A top surgeon from the Jewish state travelled to the UK this week in a last-ditch attempt to save the sight of an Iraqi father-of-seven

Justin Cohen is the News Editor at the Jewish News

Advice: Dr Ygal Rotenstreich with his anonymous Iraqi patient
Advice: Dr Ygal Rotenstreich with his anonymous Iraqi patient

A top Israeli surgeon travelled to London this week in a last-ditch attempt to save the sight of an Iraqi father-of-seven.

Dr Ygal Rotenstreich of Sheba Medical Centre and the 54-year-old Iraqi, who asked to remain anonymous, flew to the UK last weekend for tests after his vision deteriorated over the past three months to the point that he can’t leave his home alone.

He specifically sought out an Israeli doctor after being told at a hospital in Turkey that the country is at the cutting-edge of optical medicine.

Iraqi-born Jewish philanthropist Edwin Shuker was approached to help and after a chance meeting with Dr Rotenstreich on holiday last year. He arranged for the pair to travel to London last weekend.

Speaking exclusively to Jewish News, the patient – who lost the sight in one eye in his youth – said: “I know of an Iranian woman who went to Istanbul, went to the Israeli consulate and asked for assistance. They took her to Israel and restored her sight. She had lost all hope. I can’t forget that story.” He had previously also been successfully treated by a Jewish doctor, who has since retired, at Moorfields in the UK.

The man – an adviser to the Iraqi Government who is also a sayed, the honorific title given to descendants of the Muslim prophet Mohammad – claimed that “hundreds of Arabs and Iranians” are going to Israel under the radar for treatment.

Rotenstreich, who leads research on novel treatments and diagnostic tools for retinal degeneration, sent him to Moorfields for an ultrasound to discover more about the state of the eye, on which he has already undergone three cornea transplant operations. He has pledged to continue to remain in contact with and advise the man with the hope he can eventually undergo sight-saving surgery, in Europe or possibly even in Israel.

The doctor said: “Treating patients is how I try to make the world a better place. It’s the responsibility of a doctor to make the patient better whoever they are, that’s in our DNA. I don’t care about borders.”

The patient was forced to stop working as an adviser to local authorities in Iraq late last year but has decided to hold off retiring in the hope that he can regain his sight.

“Before I was travelling and my borders was the world. Now my world is 200sq metres,” he said during a second meeting with the doctor at Shuker’s house.

“I feel like someone sentenced to death and got a reprieve. The effort the doctor has already made is half the treatment. He said he considers Jews his “cousins” and would have no objection to travelling to Israel for treatment.

And asked about the first thing he would do if he regains sight, he said without hesitation: “I would pray in Jerusalem.”

Shuker, special envoy for the European Jewish Congress, said: “No matter the results of any operation, the contact between the syed and the doctor has already brought light into our world. This encounter proves humanity recognises no boundaries or walls.”

Dataset excerpts:
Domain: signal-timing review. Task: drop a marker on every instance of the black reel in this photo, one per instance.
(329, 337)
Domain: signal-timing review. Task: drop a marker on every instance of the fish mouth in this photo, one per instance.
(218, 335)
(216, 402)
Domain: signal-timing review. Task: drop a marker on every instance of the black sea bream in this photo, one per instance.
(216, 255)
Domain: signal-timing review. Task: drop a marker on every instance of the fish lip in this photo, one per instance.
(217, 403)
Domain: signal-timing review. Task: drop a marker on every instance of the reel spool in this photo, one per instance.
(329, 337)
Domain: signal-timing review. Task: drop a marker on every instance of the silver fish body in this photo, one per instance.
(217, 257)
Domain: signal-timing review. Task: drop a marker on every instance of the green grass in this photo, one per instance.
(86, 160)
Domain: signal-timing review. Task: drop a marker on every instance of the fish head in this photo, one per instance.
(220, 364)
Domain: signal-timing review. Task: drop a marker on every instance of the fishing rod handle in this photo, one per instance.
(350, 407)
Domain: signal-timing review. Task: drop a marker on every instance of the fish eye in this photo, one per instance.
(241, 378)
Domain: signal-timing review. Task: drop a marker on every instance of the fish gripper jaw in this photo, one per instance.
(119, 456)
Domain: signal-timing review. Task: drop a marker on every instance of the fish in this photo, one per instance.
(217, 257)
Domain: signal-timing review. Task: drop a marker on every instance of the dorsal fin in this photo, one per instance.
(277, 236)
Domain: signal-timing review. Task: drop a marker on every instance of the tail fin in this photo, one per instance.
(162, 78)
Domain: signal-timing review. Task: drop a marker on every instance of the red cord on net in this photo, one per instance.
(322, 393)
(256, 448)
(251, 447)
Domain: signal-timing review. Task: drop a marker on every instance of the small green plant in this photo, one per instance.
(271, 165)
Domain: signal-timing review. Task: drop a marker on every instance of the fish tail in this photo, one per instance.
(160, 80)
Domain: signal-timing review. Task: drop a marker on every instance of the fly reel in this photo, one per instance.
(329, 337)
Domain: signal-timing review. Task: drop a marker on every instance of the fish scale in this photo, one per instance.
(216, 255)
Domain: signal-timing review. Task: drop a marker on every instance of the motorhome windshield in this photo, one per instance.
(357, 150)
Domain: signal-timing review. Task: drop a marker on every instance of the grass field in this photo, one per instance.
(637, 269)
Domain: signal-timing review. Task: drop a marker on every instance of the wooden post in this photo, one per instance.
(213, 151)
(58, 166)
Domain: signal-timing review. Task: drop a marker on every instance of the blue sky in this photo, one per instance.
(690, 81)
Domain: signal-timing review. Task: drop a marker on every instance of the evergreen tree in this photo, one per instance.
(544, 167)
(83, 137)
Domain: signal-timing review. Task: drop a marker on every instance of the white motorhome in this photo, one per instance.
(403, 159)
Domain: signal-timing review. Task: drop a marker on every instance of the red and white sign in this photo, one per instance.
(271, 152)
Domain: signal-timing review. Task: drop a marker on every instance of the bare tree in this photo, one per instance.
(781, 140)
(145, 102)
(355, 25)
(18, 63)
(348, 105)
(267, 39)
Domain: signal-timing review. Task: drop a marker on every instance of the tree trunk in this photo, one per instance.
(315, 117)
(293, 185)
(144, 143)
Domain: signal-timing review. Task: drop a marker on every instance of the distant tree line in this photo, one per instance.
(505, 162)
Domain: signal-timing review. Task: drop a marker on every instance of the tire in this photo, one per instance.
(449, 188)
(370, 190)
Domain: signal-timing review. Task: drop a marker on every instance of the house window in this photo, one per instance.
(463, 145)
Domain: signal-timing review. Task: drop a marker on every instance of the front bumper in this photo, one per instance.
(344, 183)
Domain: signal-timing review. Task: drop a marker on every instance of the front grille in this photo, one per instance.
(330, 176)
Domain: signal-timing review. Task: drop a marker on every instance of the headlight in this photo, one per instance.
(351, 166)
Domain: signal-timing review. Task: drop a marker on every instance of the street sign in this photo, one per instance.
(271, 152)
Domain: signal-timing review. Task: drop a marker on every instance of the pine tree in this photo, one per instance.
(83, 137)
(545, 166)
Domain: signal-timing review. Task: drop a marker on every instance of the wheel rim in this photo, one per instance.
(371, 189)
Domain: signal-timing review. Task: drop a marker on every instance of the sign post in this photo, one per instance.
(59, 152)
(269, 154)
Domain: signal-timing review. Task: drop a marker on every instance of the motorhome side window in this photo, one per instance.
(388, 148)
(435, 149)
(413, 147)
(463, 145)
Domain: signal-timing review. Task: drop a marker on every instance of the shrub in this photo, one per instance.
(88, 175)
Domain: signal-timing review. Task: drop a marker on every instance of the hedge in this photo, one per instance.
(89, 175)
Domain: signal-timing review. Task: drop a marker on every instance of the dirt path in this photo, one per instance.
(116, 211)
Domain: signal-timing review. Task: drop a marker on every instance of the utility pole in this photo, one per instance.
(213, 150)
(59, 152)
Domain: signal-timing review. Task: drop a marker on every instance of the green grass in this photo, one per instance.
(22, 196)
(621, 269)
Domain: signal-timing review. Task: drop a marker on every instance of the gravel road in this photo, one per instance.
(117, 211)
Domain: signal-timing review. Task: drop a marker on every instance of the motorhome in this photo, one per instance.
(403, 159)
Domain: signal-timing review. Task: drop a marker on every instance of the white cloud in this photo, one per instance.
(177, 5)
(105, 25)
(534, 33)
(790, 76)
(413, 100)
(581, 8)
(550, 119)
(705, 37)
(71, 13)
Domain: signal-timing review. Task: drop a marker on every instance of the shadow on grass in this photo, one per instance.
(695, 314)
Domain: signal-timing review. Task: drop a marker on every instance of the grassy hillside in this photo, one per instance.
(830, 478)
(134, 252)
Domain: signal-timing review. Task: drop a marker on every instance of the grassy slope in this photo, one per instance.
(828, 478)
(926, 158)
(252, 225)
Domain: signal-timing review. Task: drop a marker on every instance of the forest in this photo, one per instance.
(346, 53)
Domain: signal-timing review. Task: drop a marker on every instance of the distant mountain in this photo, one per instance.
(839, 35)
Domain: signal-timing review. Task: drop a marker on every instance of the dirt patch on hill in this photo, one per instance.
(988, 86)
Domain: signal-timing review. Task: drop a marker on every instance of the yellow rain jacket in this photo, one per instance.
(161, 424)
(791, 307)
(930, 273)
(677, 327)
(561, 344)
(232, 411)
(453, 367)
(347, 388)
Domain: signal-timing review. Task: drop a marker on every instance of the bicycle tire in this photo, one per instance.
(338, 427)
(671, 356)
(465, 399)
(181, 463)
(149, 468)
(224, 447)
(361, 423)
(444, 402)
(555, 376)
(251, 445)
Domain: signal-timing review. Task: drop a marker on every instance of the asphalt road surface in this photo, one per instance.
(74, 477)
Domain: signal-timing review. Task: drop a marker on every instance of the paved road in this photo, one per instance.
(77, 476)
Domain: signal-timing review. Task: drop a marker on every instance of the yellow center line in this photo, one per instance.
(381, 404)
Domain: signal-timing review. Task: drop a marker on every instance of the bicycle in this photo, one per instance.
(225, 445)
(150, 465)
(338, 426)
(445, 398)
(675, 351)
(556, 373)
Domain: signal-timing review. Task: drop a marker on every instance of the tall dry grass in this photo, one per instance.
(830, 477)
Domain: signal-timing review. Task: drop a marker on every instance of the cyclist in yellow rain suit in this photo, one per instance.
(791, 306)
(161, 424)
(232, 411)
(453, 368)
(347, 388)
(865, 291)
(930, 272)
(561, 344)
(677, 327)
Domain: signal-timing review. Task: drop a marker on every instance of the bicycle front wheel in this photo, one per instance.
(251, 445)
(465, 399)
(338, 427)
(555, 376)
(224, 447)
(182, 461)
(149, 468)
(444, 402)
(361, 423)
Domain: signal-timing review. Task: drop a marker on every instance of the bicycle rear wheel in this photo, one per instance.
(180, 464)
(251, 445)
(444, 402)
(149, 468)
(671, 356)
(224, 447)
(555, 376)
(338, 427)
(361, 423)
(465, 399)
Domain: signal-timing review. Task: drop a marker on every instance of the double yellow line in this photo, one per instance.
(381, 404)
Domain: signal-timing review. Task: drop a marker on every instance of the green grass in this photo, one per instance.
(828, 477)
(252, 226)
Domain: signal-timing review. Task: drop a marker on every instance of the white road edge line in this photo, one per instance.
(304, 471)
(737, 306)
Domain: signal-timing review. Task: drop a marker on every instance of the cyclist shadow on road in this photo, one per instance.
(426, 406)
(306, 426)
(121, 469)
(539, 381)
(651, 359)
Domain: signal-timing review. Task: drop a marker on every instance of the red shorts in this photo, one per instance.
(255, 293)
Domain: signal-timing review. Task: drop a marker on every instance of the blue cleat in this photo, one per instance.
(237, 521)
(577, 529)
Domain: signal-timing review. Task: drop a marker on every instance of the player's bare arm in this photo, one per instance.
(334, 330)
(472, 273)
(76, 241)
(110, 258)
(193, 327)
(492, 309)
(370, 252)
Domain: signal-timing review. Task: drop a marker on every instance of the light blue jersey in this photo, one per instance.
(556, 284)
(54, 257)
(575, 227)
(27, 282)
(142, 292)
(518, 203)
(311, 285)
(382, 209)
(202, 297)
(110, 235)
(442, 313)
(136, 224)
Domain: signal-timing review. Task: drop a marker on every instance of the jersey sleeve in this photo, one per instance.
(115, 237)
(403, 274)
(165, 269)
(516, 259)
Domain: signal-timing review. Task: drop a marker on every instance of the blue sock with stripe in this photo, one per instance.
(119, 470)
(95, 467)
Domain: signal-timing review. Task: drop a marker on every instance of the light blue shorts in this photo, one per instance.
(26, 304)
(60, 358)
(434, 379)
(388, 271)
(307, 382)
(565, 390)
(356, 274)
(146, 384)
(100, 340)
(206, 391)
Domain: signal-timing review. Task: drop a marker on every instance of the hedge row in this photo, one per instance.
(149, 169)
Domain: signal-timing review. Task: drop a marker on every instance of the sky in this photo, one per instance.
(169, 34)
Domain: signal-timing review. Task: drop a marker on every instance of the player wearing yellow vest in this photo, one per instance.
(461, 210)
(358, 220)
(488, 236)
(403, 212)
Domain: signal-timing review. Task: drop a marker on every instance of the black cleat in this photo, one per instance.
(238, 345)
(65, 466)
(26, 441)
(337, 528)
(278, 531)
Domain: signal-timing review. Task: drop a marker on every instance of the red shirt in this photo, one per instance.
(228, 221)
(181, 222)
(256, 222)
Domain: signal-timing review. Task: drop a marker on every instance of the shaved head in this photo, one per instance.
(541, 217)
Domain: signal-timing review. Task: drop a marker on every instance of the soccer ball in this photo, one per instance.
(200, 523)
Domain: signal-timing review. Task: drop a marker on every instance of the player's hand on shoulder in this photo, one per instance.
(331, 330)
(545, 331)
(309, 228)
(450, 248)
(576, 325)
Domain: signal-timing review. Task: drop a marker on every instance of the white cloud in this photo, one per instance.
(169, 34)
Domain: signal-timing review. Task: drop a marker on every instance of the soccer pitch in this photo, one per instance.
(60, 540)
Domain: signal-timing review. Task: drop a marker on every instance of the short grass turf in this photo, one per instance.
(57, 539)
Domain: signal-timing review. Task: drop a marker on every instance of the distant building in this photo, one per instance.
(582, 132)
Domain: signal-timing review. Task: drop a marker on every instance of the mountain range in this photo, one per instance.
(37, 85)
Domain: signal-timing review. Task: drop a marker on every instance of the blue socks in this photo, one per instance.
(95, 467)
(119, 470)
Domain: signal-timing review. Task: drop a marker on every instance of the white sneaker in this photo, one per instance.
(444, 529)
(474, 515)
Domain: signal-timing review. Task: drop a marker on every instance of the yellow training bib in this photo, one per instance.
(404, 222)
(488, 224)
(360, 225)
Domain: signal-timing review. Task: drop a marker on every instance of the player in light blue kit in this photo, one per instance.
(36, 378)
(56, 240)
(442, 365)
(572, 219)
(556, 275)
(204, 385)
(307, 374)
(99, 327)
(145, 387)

_What to do_
Write out the stretch of the news article about the Iraqi patient from "Speaking exclusively to Jewish" through "Moorfields in the UK.".

_Exercise output_
Speaking exclusively to Jewish News, the patient – who lost the sight in one eye in his youth – said: “I know of an Iranian woman who went to Istanbul, went to the Israeli consulate and asked for assistance. They took her to Israel and restored her sight. She had lost all hope. I can’t forget that story.” He had previously also been successfully treated by a Jewish doctor, who has since retired, at Moorfields in the UK.